* [WHAT THE TASK REQUIRES]: Copy the material below word for word, starting at the line that contains "Locate every instance of the sunset" and continuing through the end of the material, with that first line included.

>> Begin DATA LISTING

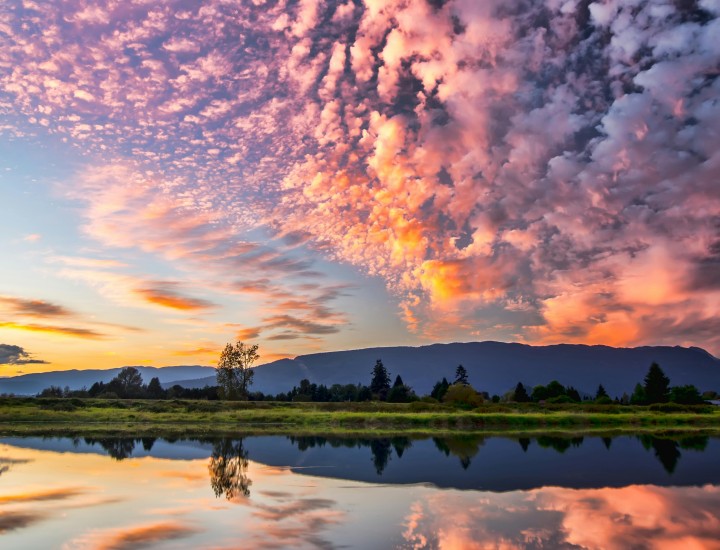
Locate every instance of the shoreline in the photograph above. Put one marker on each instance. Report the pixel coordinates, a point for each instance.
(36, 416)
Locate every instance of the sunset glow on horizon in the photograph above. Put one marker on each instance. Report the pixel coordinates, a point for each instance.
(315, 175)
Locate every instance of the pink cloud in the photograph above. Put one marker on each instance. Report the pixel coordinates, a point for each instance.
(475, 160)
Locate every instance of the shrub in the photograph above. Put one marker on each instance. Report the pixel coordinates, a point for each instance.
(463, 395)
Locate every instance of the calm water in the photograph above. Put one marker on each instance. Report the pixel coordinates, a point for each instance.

>> End DATA LISTING

* [EXPECTED ANSWER]:
Locate every instance of the sunset glow on horizon in the photograph above. Put one marker on each instance. Report the pixel coordinates, a point for each instance.
(315, 175)
Locate every instance of the pink cloud in the photograph above. Put one marker on each instance. Report the pixel coordinates, a point for each instance.
(475, 160)
Locate every instance of the shrub in the photograph above. Put one marker on each instance. Report the pixel coordinates, a point for each instance.
(463, 395)
Locate every instance of the calm water in the photograph above. Put one marker on each instance. Report the pixel coordinates, a point for each instance.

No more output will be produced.